* PROBLEM REQUIREMENTS:
Every entry is to be restated exactly; pictures are not part of the copy.

* Dataset entries:
———

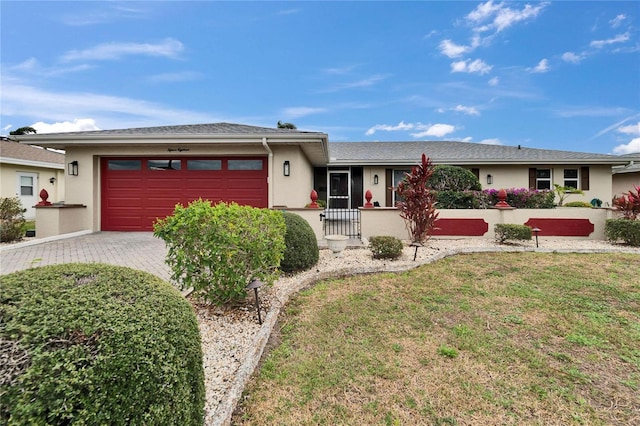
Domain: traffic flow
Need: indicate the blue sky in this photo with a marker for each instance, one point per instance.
(559, 75)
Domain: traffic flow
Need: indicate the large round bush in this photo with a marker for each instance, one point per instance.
(96, 344)
(301, 251)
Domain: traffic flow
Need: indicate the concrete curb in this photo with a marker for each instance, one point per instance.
(45, 240)
(223, 413)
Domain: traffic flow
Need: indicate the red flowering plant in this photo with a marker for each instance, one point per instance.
(417, 207)
(629, 204)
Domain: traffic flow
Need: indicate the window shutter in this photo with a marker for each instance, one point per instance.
(388, 183)
(532, 178)
(584, 178)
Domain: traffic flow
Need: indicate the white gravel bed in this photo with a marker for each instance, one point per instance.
(233, 341)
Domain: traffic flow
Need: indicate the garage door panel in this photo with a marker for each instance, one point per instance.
(133, 199)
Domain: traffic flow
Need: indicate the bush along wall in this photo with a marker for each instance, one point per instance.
(218, 249)
(93, 344)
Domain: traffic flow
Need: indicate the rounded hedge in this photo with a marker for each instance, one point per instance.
(97, 344)
(301, 252)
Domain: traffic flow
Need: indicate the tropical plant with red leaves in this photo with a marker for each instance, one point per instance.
(417, 207)
(629, 204)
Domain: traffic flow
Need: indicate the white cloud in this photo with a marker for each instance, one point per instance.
(620, 38)
(572, 57)
(384, 127)
(542, 67)
(108, 111)
(296, 112)
(468, 66)
(77, 125)
(466, 110)
(501, 16)
(617, 21)
(437, 130)
(112, 51)
(633, 129)
(452, 50)
(491, 141)
(630, 148)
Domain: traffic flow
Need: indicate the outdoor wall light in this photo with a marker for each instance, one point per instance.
(255, 285)
(72, 168)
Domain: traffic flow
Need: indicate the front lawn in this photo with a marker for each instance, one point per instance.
(488, 338)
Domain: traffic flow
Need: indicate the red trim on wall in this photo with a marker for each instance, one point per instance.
(551, 227)
(462, 226)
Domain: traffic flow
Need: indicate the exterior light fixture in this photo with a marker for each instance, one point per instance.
(255, 285)
(536, 231)
(72, 168)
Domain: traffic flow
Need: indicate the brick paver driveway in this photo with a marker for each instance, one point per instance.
(138, 250)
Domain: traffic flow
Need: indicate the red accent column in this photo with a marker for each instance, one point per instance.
(502, 204)
(368, 196)
(314, 198)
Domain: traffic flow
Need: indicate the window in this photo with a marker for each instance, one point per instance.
(204, 164)
(398, 176)
(571, 178)
(26, 185)
(124, 164)
(543, 179)
(244, 165)
(164, 165)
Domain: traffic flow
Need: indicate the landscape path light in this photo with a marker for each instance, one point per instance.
(255, 285)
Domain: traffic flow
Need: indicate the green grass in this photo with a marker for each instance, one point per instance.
(512, 338)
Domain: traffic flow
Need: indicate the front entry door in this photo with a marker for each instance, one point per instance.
(339, 190)
(27, 191)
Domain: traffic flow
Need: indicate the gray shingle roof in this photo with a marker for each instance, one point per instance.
(18, 151)
(188, 129)
(460, 153)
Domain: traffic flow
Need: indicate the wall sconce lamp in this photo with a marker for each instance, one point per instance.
(72, 168)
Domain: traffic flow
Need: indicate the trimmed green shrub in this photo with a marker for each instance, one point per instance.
(456, 200)
(577, 204)
(511, 231)
(453, 178)
(218, 249)
(301, 251)
(385, 247)
(11, 219)
(93, 344)
(624, 230)
(523, 198)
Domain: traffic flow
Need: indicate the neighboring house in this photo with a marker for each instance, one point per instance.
(26, 170)
(127, 178)
(627, 176)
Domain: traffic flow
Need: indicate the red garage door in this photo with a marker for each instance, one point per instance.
(136, 191)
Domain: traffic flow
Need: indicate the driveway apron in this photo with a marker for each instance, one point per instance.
(137, 250)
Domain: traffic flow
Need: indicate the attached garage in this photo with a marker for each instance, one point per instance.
(135, 191)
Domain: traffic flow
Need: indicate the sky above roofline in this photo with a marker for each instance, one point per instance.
(552, 75)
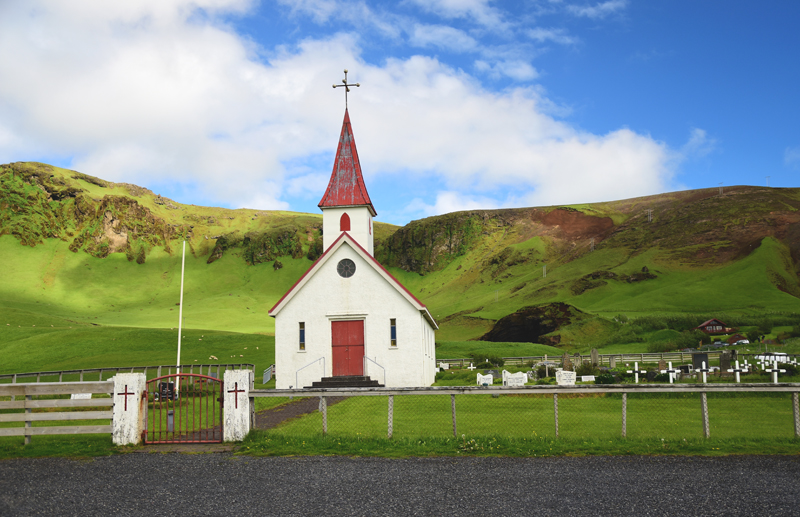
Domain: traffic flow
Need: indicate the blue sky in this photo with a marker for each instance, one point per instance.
(464, 103)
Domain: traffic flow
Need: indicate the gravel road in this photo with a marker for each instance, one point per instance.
(223, 484)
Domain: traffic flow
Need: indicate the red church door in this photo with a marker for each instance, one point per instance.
(348, 347)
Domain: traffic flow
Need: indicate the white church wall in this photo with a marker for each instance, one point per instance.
(366, 295)
(360, 226)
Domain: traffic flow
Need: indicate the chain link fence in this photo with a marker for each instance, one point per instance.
(744, 411)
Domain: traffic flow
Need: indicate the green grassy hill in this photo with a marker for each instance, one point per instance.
(104, 258)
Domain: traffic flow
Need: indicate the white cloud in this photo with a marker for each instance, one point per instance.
(515, 69)
(451, 201)
(151, 93)
(600, 10)
(442, 36)
(555, 35)
(791, 157)
(699, 144)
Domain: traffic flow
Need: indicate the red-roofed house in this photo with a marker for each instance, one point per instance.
(712, 326)
(347, 317)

———

* FINISHED EXERCISE:
Domain: traffic flow
Need: indicate the blue sky in this photo with a marker for each instance, one point per instance.
(559, 75)
Domain: traffic flow
Need: indicate the large round bush in this photo with a marker for each instance, one point per instance.
(96, 344)
(301, 251)
Domain: traffic flow
Need: indicate the concrete curb in this photo with a marker for each instance, one point per instance.
(45, 240)
(223, 413)
Domain: traffic flow
Need: indicate the red flowering plant in this photo with a marker for each instance, one point per instance.
(417, 207)
(629, 204)
Domain: traffic flow
Need: indicate the window shutter in this photo with a marker for each instance, one point per instance.
(388, 183)
(532, 178)
(584, 178)
Domain: traffic flow
Need: indicate the white gravel bed in this photo with a marker for each instance, one point per instance.
(233, 341)
Domain: traffic flow
Need: indicate the garage door panel in this photo with a marker for each instance, one point per instance.
(133, 199)
Domain: traffic flow
Need: indicate the bush along wall in this photo with a marker for each instance, one point per instance.
(218, 249)
(93, 344)
Domain: traffic flow
Need: indicate the rounded hedge in this photo with a marker for each instance, one point per instance.
(97, 344)
(301, 252)
Domain: traffic flow
Need: indicate the tropical plant with red leaves in this photo with a marker for each instance, one point per instance.
(417, 207)
(629, 204)
Domain: traffic flow
Need: indicate the white cloud in this photo with a marker for each instance, one point per instance.
(620, 38)
(572, 57)
(384, 127)
(542, 67)
(108, 111)
(296, 112)
(468, 66)
(77, 125)
(466, 110)
(501, 16)
(617, 21)
(437, 130)
(112, 51)
(633, 129)
(452, 50)
(491, 141)
(630, 148)
Domain: traffic flow
Need: indicate the outdoor wall light in this photo with a marker for each instance, one point per instance.
(255, 285)
(72, 168)
Domain: traffic flow
Need: indicate the front lawn in this photo with a marker for each instance, one point per instance.
(488, 338)
Domain: traffic flow
Need: indicate the red trim on wall in this photo with a marker for each instance, one point per instance.
(551, 227)
(462, 226)
Domain: traffic flow
Need: indicate the exterior light fixture in this photo with a marker for each instance, one point per instance.
(255, 285)
(536, 231)
(72, 168)
Domain: traffic flow
Need: indicate the brick paver driveway in this photo with a marker for each instance, one point per instance.
(138, 250)
Domain: traffic flow
Need: indicate the red accent column in this photo with a marker for each instance, one point per instance.
(502, 204)
(368, 196)
(314, 198)
Domain: traffic flow
Need: indicate the window in this photo with a marker for each instance, one point per instance.
(204, 164)
(398, 176)
(571, 178)
(26, 185)
(124, 164)
(543, 179)
(244, 165)
(164, 165)
Domain: traffic flow
Need: indicate the landscape path light in this photo with a marker for each instance, one point per instance.
(255, 285)
Domain: traffic flow
Need: indicate the green grass in this photo with a marker for each instance, one point per instance.
(512, 338)
Domain: traffic flow
Need: indicate the front entry door in this photo with a marker for each instance, one point per instance.
(339, 190)
(27, 191)
Domain: traffic flow
Need: indicate the gray shingle roof in this photo with a marker for each instance, one point per instance.
(18, 151)
(188, 129)
(460, 153)
Domain: traffic flow
Need: indicate the wall sconce lamp in this photo with a marker for each instance, one point per instance.
(72, 168)
Domain: traffic flow
Need: indicate the trimmed green shrub in this photo with a marker for each instance, one point per instance.
(456, 200)
(577, 204)
(511, 231)
(453, 178)
(218, 249)
(301, 251)
(385, 247)
(11, 219)
(93, 344)
(624, 230)
(523, 198)
Domain: traffic flow
Need: indicate the neighboring house in this photo with a marker for each instance, one point per instance.
(26, 170)
(127, 178)
(627, 176)
Domain: traffic flow
Need: indicate the red garage door in this photo with a marker for each instance, one point per instance.
(136, 191)
Domain: traffic flow
Need: indicate the driveway apron in this photo with a marker for each instance, one point per instance.
(137, 250)
Domain: traffic flow
Need: indicate the attached garage in this photo with a marker for each instance, one point per instance.
(135, 191)
Domain: traffic flow
Need: indicate the sky above roofline in this photo with a marker for each instance, one point per instance.
(552, 75)
Domain: traffic flow
Need: indicate the blue sky in this photo with a marker for each instance, one point per instance.
(464, 103)
Domain: traffic flow
Need: indicate the gravel road in this photo with a marker for each instance, one point per instance.
(223, 484)
Domain: traffic flow
Need: indicate the red church door in this photo with a marker for each instance, one point per instance.
(348, 347)
Domain: traffic flow
Need: indicate the white church wall in this photo with a marker for each instance, one point per instance.
(366, 295)
(360, 226)
Domain: traffic flow
Need: indicate the chain link fence in this photo with a marker for each instance, one point per instance.
(744, 411)
Domain: traffic flow
Need: indicate the green grassy hill in this photo with a marker for each instance, one point per instance.
(104, 258)
Domain: traffic flow
Need: indicate the white cloud in this photo with a marker for each instance, one point per instance.
(515, 69)
(451, 201)
(151, 93)
(600, 10)
(442, 36)
(555, 35)
(791, 157)
(699, 144)
Domain: traffic flow
Need: indicate the red-roofed house in this photo with a marker for each instance, one point per instance.
(712, 326)
(347, 317)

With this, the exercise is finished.